**EXERCISE PROMPT**:
Look through the entries below. Report each line that has the word "cluster" in it.

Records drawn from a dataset
• • •

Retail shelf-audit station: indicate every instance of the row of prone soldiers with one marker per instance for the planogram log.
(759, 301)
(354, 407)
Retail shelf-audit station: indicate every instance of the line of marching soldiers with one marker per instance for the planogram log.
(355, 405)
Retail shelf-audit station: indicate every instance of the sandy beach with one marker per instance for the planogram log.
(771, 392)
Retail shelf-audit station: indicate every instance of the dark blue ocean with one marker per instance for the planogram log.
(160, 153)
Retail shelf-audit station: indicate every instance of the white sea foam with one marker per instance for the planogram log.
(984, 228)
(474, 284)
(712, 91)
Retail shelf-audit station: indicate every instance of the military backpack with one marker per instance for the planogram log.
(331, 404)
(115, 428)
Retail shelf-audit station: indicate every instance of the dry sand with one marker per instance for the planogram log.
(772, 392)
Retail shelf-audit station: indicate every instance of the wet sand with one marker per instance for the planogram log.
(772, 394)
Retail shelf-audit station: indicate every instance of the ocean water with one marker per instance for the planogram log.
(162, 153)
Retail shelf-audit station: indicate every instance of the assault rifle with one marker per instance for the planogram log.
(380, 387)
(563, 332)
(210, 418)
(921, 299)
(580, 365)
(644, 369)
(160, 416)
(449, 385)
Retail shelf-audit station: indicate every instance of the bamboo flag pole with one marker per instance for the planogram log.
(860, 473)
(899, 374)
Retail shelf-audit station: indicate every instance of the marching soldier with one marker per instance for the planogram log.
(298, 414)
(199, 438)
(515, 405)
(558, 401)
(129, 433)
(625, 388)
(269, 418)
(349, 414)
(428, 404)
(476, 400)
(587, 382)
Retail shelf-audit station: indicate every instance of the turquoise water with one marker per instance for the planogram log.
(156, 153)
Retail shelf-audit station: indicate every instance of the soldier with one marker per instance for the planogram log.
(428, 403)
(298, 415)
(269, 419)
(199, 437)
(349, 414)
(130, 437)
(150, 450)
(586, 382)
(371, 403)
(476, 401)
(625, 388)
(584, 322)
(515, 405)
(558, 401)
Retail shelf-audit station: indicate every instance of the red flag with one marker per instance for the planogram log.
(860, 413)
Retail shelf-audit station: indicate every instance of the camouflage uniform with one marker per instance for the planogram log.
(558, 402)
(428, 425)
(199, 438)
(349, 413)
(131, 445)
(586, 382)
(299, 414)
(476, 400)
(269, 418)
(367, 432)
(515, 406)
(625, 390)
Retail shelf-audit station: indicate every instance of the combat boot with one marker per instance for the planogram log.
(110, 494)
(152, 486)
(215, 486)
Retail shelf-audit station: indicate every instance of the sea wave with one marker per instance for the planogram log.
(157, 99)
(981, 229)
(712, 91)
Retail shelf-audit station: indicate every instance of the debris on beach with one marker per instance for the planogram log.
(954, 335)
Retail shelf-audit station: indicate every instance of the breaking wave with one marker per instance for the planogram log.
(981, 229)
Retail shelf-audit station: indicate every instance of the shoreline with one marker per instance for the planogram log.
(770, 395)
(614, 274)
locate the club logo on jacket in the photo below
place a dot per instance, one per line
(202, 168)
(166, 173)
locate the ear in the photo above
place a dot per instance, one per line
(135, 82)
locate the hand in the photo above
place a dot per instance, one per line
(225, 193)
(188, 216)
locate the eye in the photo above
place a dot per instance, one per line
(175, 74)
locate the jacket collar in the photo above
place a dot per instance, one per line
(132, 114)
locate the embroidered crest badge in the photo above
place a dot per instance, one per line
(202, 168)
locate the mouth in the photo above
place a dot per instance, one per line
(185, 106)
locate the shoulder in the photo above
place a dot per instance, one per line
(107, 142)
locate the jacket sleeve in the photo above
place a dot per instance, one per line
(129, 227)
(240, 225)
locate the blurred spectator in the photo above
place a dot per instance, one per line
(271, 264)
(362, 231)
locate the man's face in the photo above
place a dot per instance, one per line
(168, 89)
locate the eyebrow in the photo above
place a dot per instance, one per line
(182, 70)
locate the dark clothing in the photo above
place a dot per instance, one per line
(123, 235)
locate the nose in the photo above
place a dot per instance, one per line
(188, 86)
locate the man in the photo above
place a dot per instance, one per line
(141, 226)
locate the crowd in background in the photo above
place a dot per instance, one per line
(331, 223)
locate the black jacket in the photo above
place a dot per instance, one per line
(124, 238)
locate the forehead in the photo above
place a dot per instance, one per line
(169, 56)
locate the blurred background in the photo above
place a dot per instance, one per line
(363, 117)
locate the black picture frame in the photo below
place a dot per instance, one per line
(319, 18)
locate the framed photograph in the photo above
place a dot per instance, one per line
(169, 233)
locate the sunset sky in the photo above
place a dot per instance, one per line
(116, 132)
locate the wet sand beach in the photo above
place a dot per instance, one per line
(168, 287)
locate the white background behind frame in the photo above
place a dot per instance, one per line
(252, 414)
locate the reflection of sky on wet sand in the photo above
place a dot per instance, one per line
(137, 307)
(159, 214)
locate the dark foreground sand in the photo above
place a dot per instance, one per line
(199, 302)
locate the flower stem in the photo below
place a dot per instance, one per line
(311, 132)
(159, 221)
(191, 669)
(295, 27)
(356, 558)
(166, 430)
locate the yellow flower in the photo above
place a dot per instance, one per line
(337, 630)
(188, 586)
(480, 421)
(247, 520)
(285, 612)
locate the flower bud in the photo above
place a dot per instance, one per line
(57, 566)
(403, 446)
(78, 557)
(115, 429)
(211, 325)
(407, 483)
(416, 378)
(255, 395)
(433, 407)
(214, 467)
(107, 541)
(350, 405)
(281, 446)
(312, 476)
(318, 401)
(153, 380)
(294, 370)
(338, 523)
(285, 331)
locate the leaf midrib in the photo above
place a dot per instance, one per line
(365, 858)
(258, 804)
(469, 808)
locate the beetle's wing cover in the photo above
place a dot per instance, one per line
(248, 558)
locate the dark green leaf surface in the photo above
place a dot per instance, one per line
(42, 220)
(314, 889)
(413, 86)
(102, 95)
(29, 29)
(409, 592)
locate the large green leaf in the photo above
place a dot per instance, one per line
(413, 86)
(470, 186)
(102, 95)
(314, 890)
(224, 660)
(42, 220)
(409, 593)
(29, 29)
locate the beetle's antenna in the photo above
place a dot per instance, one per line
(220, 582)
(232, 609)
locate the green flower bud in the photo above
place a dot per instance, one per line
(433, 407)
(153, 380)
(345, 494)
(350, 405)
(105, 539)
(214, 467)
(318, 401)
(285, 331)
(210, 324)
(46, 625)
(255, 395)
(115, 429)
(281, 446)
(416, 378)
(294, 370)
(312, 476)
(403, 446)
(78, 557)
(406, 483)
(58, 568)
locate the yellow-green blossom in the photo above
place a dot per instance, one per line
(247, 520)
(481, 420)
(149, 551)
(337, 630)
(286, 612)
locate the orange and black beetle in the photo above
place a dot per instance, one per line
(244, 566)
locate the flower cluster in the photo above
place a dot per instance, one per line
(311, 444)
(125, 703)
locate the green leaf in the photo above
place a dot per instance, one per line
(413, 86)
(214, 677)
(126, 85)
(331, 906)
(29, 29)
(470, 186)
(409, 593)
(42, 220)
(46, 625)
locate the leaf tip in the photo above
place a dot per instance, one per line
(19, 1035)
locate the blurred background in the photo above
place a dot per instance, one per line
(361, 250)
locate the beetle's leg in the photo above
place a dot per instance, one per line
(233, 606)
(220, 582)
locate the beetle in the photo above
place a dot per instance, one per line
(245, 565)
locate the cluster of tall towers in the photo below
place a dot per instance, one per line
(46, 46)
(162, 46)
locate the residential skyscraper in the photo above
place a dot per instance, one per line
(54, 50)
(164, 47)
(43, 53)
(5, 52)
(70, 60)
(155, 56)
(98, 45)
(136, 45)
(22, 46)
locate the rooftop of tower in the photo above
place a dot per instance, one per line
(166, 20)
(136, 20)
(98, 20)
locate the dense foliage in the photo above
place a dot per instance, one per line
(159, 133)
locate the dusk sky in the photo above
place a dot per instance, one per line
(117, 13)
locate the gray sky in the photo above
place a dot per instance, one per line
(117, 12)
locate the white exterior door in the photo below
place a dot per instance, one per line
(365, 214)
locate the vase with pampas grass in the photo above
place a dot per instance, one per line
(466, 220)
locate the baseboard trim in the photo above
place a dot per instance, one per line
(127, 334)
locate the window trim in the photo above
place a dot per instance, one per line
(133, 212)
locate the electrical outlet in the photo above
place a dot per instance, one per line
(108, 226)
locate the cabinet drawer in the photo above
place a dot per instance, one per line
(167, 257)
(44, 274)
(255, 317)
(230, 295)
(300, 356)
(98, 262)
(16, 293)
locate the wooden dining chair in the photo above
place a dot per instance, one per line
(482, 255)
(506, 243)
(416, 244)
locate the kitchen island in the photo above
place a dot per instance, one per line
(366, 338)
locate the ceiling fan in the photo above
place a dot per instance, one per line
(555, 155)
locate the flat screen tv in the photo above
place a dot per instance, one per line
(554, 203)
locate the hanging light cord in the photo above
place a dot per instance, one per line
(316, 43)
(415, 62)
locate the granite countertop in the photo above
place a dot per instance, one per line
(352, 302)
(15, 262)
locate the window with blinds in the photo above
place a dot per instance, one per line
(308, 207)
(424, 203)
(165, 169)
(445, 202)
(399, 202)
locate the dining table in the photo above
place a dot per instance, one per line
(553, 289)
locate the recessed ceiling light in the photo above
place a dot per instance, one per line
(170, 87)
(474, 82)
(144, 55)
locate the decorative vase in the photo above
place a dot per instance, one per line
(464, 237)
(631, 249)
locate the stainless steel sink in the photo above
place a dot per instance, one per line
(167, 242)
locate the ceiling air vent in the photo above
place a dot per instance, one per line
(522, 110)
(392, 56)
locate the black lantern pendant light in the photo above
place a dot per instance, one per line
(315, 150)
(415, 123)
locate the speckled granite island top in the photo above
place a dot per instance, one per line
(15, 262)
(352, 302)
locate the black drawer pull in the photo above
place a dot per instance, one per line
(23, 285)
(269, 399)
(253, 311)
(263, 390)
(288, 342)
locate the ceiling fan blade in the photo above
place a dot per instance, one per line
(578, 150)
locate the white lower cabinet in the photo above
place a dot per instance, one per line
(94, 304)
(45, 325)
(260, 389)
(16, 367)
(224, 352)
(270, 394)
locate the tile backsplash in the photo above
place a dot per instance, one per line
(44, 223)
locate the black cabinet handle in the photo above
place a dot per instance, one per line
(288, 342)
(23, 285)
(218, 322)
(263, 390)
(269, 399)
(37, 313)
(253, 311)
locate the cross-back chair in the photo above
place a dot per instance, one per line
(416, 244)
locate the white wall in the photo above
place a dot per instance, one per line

• • •

**PROBLEM SOLUTION**:
locate the flower cluster in the photo above
locate the cluster of tall towers in the photo below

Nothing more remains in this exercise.